▶ Document passage
****

Tea Party favorite and freshman Kentucky Senator Rand Paul has proposed as part of the solution to the federal budget crisis that the federal government should end all foreign aid, telling CNN’s Wolf Blitzer that the “American people agree with me that when we’re short of money, where we can’t do the things we need to do in our country, we certainly shouldn’t be shipping the money overseas.” A Reuters poll released earlier that week demonstrated 73 percent of the American people want to cut or eliminate foreign aid.
Neoconservative commentator David Frum — a fervent supporter of foreign aid — candidly published on his blog (in a column written by John Guardiano) during the Egyptian protests, “The point of foreign aid is not economics; it is geopolitics: It is intended to shape a recipient country’s behavior and, quite literally, buy American influence.” Frum, like the Obama administration, advocates that billions in aid continue to flow to Egypt because such largesse will increase the U.S. role as a power-broker just as the Egyptian people are about to throw off the corrupt regime.

****

▶ Information shown

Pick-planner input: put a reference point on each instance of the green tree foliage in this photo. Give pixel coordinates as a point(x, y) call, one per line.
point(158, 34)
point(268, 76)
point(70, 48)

****

▶ Your assignment
Continue the passage on the foreign aid debate from its last sentence.

▶ The answer
Of course, the foreign aid “investment” in foreign dictators around the world has often led American politicians and pontificators to cling to the dictators long after the people of their countries have any use for them. Such has been the case with the Obama-Biden administration and the Mubarak regime in Egypt. A week after massive Egyptian protests in Tahrir Square made worldwide headlines, Secretary of State Clinton and Vice President Biden told Americans they were sticking with the dictator. “I would not refer to him as a dictator,” Biden said on PBS’ NewsHour on January 27. Meanwhile, Clinton told David Gregory on NBC’s Meet the Press that “President Mubarak and his government have been an important partner to the United States” and that the government was exercising “restraint” in its dealings with the demonstrators, even as beatings, shootings, and murders mounted. But reality did eventually set in. On February 6, long after it became obvious that a transition of power from Mubarak was going to happen anyway, President Obama finally told Fox News’ Bill O’Reilly about Mubarak, “What we’ve said is you’ve got to lead to a transition now.”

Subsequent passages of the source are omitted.